Collection entries:
·····

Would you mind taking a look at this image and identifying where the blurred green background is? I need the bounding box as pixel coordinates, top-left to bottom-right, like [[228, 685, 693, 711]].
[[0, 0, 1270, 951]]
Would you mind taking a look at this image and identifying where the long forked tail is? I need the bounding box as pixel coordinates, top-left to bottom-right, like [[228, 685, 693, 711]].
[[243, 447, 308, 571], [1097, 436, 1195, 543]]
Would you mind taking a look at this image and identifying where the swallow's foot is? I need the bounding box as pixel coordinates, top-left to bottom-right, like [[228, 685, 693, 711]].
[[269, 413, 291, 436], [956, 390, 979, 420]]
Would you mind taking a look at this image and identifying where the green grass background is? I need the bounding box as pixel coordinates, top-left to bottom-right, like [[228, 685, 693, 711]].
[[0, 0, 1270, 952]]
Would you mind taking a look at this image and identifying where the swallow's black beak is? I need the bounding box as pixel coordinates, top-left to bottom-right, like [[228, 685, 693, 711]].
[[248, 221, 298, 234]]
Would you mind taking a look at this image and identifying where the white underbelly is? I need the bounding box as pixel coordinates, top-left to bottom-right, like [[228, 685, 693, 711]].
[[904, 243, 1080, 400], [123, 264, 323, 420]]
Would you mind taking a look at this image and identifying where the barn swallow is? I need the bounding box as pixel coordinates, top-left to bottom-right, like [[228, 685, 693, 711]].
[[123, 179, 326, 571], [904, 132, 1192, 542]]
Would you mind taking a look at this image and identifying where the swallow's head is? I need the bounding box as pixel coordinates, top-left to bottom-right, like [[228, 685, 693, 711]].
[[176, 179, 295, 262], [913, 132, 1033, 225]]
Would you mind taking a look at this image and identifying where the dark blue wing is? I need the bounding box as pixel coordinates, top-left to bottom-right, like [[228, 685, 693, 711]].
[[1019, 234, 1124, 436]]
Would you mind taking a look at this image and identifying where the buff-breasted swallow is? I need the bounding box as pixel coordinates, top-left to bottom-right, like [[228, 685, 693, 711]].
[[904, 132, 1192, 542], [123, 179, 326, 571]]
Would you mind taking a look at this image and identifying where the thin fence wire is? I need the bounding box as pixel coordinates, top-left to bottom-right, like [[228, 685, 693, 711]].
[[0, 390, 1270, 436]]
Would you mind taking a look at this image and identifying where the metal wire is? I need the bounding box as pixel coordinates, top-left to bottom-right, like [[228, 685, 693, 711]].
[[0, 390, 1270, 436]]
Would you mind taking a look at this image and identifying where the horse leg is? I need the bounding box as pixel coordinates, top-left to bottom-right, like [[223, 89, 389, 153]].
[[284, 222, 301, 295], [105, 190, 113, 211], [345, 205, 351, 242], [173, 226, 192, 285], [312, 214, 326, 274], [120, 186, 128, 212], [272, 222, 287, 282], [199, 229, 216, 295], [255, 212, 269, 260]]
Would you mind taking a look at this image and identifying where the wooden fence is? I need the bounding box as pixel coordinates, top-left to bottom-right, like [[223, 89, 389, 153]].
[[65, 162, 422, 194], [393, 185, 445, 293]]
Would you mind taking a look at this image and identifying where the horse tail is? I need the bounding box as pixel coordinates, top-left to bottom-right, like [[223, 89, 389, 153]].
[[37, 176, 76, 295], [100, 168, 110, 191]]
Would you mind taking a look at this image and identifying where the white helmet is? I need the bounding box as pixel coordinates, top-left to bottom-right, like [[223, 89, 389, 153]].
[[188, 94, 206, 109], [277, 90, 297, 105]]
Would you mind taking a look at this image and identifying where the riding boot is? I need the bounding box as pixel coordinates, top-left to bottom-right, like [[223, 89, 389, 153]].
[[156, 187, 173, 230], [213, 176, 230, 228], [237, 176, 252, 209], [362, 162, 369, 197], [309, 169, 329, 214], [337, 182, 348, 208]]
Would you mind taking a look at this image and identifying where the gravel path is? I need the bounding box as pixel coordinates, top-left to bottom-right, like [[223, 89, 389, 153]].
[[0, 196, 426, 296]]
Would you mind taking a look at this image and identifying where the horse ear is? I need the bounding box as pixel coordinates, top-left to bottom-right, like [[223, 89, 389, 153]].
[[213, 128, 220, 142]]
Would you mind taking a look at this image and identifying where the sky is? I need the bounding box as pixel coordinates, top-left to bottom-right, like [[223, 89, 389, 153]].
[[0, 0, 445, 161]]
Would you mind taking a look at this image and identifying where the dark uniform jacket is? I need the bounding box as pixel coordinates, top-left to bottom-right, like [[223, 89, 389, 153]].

·····

→ Exercise directions:
Turn the lines of the collection entries above into a numbered list, omitting any blank lines.

→ The completed task:
1. Would you mind taking a look at this image and identifying where the blurred green background is? I need the bounding box as pixel coordinates, top-left to bottom-right, like [[228, 685, 693, 711]].
2. [[0, 0, 1270, 951]]
3. Would you mind taking a look at this image and identifying where the long forked tail is? I need the bounding box as pixel coordinates, top-left to bottom-right, like [[228, 685, 693, 711]].
4. [[243, 447, 308, 571], [1097, 436, 1195, 543]]
5. Would you mind taking a look at this image and identifying where the swallow's foot is? I need the bounding box as pixel coordinates, top-left to bottom-right, like [[228, 685, 693, 711]].
6. [[269, 413, 291, 436], [956, 390, 979, 420]]
7. Would you mind taking a look at this image and identifying where the green grass background is? I need the bounding box as pixel coordinates, top-left to bottom-right, like [[228, 685, 693, 711]].
8. [[0, 0, 1270, 952]]
9. Would you mind taking a look at this image and identifying where the swallow's black beak is? I need the bounding box as pixel coordinates, top-left to bottom-right, like [[228, 685, 693, 711]].
10. [[248, 221, 298, 234]]
11. Would you mind taking a look at this image and identifying where the white underbelly is? I need the bounding box as pixel coordinates, top-left to bottom-right, like [[228, 685, 693, 711]].
12. [[904, 243, 1080, 400], [123, 264, 323, 420]]
13. Would you mind taking a look at this image and identifying where the barn swallow is? I need the bounding box as pixel coordinates, top-left to bottom-right, like [[228, 685, 693, 711]].
14. [[123, 179, 326, 571], [904, 132, 1192, 542]]
15. Would you mind taking a look at this image and identifying where the swallow's head is? I need the bounding box as pixel coordinates, top-left to bottom-right, like [[228, 685, 693, 711]].
16. [[176, 179, 295, 262], [913, 132, 1033, 225]]
17. Would you mind taking a look at this image and identifying where the dark blue wing is? I need the bounding box as pixel coordinates, top-left to bottom-right, like [[228, 685, 693, 711]].
18. [[1019, 234, 1124, 436]]
19. Would you mind taking a look at this image and identifying where the buff-breasted swallow is? I need the bounding box as pixel coordinates, top-left to bottom-right, like [[228, 685, 693, 711]].
20. [[904, 132, 1192, 542], [123, 179, 326, 571]]
21. Would you mind taking a look at this image and identifying where the thin fence wire is? I need the bounding box as pixel coordinates, top-left to bottom-right, like [[228, 685, 693, 711]].
22. [[0, 390, 1270, 436]]
23. Would you mind taking a look at this image and identifying where the metal wire is? I need the bounding box as pixel coordinates, top-left to bottom-right, like [[228, 685, 693, 711]].
24. [[0, 390, 1270, 436]]
25. Would you mind taking a look at this image and identifying where the horse leg is? I need the bounding box as pixel coordinates, top-left to bottom-right, like [[223, 89, 389, 153]].
26. [[284, 222, 301, 295], [105, 190, 113, 211], [345, 205, 351, 242], [173, 226, 192, 285], [312, 214, 326, 274], [120, 186, 128, 212], [272, 222, 287, 282], [199, 229, 216, 295], [255, 212, 269, 260]]
27. Would you mind taking a look at this image and identifying where the wooden fence is? I need the bounding box as pixel coordinates, top-left to bottom-right, like [[223, 89, 389, 153]].
28. [[65, 162, 422, 194], [393, 185, 445, 293]]
29. Would you mind taking a look at this image and identifying where the horse tail is? I need the bounding box as pixel coordinates, top-left to bottom-right, like [[223, 89, 389, 153]].
30. [[37, 176, 76, 295], [100, 168, 110, 191]]
31. Would you mind taking a look at this image and identifying where the white helmet is? I need the bounding box as pixel coordinates, top-left to bottom-right, like [[223, 89, 389, 153]].
32. [[188, 94, 206, 109], [277, 90, 297, 105]]
33. Would you mind taking a look at this image and identifying where the riding boot is? I need the bounding box as pixel coordinates, top-left to bottom-right, like [[223, 89, 389, 153]].
34. [[156, 187, 173, 230], [213, 176, 230, 228], [237, 176, 252, 209], [362, 162, 369, 197], [309, 169, 329, 214], [337, 182, 348, 208]]
35. Would you mind taking a look at this image and identifying where the gravel path is? I need the bounding box as pixel coordinates, top-left to bottom-right, like [[223, 89, 389, 153]].
36. [[0, 196, 426, 296]]
37. Would you mind taking a look at this image and identifying where the horse ear is? I need the bounding box as pixel coordinates, top-left to bottom-right, like [[223, 89, 389, 153]].
38. [[213, 128, 220, 142]]
39. Would you mind taking a look at this image and identifying where the sky is? I need the bounding box as pixel coordinates, top-left to bottom-right, like [[223, 89, 389, 153]].
40. [[0, 0, 445, 161]]
41. Would you mind taking a look at this image and identifying where the dark uniform jacket is? I need the bounding box as pixel coordinates, top-left to bottom-right, like [[223, 89, 389, 153]].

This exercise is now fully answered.